What you will do –
Rewrite the listing below with "object detector" changed to "object locator" and everything else kept the same. Leave the pictures out of your answer.

▽

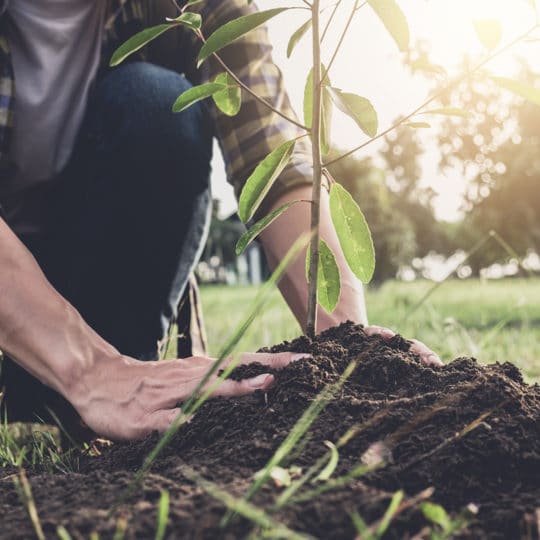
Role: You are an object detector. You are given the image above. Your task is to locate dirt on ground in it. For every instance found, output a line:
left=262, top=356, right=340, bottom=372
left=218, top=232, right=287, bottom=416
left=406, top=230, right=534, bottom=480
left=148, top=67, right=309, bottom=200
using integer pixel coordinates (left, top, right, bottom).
left=0, top=324, right=540, bottom=539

△

Task response –
Role: You are an object locator. You are given the image above. Your task is to locate dirt on ground in it. For every instance found, output a line:
left=262, top=356, right=340, bottom=372
left=218, top=232, right=287, bottom=416
left=406, top=230, right=534, bottom=480
left=148, top=67, right=309, bottom=200
using integer pixel coordinates (left, top, right, bottom).
left=0, top=324, right=540, bottom=539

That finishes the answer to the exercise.